* [What you need to do]: Take the lines starting with the one containing "Could you please spot the bench" and going on through the one containing "(426, 1116)". Write only those lines out again, swapping "metal bollard" for "steel post" and leaving everything else as it is.

* [Supplied data]:
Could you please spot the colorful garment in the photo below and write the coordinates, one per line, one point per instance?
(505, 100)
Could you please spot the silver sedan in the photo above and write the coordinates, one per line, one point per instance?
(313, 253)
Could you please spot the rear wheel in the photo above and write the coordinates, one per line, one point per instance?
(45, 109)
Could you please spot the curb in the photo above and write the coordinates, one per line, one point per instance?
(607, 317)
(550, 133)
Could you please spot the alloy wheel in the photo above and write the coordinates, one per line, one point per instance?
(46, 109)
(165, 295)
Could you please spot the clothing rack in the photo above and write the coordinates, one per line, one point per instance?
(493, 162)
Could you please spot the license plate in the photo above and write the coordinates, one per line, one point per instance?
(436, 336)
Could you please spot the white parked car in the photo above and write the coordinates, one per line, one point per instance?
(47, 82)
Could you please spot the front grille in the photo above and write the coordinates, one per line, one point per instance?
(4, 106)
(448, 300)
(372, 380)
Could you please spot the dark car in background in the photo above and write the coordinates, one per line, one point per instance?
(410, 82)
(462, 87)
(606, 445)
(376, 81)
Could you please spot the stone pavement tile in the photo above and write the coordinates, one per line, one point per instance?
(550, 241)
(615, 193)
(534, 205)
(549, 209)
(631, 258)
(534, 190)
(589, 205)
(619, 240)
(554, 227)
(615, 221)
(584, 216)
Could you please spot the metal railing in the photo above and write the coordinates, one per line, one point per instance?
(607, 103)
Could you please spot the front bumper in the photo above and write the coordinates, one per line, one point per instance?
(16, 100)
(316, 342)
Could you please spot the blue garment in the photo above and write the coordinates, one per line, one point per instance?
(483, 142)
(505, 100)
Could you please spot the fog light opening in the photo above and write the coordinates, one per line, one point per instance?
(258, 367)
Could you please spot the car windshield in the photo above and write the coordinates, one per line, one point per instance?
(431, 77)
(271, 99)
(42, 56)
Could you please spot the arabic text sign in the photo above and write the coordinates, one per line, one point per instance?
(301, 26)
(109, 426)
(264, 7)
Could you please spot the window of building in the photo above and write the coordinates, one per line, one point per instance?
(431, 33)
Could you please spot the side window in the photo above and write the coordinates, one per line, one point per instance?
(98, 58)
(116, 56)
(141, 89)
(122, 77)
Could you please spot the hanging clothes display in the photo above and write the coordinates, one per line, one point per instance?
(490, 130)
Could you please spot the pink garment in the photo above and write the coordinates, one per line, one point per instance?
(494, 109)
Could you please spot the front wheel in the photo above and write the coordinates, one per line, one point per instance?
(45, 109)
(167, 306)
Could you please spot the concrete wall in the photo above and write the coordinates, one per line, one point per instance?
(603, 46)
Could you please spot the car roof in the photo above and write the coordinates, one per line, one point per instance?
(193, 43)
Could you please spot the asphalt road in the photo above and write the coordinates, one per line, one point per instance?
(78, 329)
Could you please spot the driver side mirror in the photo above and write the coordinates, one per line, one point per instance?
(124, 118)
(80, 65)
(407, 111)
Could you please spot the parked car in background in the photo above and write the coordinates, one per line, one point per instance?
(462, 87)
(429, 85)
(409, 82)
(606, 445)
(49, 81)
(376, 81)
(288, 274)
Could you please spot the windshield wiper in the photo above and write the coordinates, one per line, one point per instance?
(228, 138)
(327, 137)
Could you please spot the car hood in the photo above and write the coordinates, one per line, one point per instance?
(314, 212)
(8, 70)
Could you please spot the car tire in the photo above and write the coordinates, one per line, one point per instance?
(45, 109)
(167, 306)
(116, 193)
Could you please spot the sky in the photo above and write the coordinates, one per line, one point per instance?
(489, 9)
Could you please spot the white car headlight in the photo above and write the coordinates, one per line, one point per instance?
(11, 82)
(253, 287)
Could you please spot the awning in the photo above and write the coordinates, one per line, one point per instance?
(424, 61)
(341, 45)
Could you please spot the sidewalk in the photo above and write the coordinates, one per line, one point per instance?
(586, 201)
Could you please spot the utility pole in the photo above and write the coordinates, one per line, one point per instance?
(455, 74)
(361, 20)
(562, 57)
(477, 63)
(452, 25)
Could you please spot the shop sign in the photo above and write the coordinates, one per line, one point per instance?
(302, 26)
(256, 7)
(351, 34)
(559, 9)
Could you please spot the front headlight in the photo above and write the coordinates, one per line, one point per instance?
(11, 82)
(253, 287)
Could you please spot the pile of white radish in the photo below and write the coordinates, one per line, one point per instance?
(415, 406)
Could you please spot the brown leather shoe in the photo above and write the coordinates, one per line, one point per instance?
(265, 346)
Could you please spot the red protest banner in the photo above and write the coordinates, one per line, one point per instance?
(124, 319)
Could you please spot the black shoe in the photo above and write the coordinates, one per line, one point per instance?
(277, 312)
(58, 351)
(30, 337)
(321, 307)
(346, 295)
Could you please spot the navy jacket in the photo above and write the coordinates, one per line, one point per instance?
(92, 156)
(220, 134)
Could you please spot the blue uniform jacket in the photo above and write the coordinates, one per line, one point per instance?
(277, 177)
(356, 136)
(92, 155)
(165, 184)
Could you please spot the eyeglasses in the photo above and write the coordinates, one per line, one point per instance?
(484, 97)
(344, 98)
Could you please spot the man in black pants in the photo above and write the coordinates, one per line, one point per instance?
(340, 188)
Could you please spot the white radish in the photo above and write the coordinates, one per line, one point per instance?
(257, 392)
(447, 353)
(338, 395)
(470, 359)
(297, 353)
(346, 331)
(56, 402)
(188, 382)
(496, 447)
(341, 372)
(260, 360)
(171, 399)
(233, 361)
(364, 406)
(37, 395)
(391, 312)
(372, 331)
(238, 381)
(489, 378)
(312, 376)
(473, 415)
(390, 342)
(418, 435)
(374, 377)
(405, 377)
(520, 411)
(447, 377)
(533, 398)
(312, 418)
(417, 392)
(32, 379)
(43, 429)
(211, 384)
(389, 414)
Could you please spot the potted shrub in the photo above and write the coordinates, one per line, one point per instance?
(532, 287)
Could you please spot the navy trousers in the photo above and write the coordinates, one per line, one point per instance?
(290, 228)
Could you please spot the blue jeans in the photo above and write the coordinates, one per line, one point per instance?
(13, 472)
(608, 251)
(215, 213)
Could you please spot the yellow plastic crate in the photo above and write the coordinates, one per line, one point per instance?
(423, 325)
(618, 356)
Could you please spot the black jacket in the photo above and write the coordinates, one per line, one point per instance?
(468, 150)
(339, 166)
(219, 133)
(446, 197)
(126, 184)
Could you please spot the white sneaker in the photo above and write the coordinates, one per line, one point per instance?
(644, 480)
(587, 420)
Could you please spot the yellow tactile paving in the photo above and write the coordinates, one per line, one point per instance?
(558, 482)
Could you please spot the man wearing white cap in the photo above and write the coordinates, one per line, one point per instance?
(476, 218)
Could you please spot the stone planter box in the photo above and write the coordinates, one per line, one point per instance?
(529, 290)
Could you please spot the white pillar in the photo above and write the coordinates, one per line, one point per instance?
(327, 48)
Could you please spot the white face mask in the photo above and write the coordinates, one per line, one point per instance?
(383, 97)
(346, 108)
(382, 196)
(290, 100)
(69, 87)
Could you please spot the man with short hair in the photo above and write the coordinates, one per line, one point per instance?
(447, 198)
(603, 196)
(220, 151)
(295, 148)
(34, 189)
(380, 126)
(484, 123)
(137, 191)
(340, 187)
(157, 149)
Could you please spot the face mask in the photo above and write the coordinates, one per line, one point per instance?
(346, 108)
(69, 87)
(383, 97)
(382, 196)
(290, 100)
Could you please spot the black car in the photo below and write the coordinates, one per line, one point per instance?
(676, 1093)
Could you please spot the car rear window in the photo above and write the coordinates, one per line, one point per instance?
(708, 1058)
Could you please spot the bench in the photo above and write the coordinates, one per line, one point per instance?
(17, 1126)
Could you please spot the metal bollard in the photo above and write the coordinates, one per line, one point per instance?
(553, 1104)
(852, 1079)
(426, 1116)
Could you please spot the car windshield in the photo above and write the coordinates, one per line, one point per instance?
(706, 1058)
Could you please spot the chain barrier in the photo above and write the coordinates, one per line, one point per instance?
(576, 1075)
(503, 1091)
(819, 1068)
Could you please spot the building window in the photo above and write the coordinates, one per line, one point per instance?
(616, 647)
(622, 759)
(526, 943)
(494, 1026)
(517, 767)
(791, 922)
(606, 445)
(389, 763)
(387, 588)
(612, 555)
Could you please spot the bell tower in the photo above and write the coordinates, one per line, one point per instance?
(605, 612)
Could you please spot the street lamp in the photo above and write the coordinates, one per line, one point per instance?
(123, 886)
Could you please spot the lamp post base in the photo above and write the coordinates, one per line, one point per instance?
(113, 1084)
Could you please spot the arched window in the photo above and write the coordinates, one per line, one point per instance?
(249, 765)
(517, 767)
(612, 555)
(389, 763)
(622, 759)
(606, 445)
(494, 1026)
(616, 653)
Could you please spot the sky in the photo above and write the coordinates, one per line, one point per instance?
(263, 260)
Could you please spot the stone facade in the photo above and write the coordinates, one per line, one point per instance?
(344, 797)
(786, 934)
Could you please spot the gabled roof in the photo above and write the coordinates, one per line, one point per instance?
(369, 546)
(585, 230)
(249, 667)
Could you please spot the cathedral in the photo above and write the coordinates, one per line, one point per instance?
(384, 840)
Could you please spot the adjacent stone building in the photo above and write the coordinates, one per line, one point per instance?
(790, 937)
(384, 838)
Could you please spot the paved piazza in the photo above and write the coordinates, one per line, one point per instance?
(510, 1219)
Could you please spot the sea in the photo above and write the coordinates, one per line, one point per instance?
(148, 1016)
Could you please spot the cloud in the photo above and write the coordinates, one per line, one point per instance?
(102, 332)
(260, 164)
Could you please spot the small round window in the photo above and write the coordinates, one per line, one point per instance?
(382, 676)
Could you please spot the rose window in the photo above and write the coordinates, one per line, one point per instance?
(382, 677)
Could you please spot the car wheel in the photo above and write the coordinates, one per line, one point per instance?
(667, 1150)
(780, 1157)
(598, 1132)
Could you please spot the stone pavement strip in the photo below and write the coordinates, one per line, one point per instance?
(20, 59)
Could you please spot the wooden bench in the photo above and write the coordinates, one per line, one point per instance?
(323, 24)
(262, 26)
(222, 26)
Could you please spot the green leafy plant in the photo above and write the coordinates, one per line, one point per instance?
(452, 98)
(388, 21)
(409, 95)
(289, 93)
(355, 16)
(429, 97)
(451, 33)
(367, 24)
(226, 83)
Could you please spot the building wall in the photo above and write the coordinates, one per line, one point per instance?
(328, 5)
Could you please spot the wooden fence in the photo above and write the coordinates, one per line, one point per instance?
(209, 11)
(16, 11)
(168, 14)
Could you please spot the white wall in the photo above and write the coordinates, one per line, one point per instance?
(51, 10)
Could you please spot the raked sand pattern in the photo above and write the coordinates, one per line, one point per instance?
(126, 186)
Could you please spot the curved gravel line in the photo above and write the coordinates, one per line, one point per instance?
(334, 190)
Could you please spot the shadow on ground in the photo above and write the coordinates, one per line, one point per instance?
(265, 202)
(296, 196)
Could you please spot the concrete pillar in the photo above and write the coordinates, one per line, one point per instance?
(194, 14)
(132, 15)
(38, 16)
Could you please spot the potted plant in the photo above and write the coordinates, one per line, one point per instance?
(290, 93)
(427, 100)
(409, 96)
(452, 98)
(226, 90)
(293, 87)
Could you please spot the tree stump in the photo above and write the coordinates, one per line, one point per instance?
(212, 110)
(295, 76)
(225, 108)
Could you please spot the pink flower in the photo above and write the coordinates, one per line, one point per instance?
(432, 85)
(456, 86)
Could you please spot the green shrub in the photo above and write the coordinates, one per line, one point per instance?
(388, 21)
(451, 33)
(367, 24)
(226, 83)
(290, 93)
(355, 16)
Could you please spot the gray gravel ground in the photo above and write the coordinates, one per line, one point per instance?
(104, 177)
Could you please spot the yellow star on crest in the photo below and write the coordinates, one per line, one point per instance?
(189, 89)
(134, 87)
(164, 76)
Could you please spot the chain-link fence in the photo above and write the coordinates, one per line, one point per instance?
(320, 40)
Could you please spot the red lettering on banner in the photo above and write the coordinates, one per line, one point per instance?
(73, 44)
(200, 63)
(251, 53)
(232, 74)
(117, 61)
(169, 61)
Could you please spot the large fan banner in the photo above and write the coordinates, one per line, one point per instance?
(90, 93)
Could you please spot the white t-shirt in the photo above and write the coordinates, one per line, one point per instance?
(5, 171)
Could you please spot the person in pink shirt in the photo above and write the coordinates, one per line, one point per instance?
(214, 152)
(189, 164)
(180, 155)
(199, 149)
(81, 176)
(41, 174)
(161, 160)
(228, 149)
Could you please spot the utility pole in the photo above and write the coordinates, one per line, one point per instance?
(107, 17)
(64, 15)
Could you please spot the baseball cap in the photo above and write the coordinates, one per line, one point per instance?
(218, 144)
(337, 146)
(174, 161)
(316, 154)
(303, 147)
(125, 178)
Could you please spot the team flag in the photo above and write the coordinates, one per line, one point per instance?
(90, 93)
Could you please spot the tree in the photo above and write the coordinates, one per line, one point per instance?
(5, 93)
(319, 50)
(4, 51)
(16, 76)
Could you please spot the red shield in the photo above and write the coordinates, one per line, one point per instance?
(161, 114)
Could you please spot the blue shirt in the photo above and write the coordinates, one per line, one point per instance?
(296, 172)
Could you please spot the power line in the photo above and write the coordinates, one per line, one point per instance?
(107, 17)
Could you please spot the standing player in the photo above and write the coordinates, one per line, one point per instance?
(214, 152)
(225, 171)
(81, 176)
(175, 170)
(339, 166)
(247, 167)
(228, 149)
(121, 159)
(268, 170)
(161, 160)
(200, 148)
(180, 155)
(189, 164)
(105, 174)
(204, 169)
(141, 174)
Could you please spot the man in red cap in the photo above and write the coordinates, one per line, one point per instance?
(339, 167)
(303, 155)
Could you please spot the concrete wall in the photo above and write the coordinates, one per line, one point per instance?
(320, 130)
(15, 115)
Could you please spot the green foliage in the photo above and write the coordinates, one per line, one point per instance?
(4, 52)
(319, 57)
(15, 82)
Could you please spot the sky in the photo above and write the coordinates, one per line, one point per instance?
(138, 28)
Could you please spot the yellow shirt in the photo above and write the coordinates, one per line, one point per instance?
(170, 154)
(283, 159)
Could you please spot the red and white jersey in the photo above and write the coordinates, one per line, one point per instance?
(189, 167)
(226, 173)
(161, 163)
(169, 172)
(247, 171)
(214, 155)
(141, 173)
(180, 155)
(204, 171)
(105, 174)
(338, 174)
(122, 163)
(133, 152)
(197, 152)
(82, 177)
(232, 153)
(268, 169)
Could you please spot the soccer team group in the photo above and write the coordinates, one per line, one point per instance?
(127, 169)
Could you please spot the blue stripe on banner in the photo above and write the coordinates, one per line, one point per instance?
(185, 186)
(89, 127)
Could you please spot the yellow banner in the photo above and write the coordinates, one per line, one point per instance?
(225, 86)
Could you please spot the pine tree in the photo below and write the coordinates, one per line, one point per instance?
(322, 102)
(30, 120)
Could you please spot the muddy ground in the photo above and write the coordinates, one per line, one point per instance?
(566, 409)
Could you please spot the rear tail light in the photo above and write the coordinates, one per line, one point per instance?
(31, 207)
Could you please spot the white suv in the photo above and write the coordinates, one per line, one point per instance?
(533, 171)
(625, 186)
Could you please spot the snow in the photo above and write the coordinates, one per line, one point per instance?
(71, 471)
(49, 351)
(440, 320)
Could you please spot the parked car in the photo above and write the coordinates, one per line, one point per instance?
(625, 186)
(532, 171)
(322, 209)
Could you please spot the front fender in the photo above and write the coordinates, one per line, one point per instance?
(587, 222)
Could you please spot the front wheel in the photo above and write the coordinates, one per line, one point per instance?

* [Task answer]:
Could you please spot the bench in the photo above and write the coordinates, one per line, one point per instance?
(17, 1126)
Could you please spot the steel post in the photo above and write the coordinates, one per line, one point per instance?
(553, 1104)
(852, 1079)
(426, 1116)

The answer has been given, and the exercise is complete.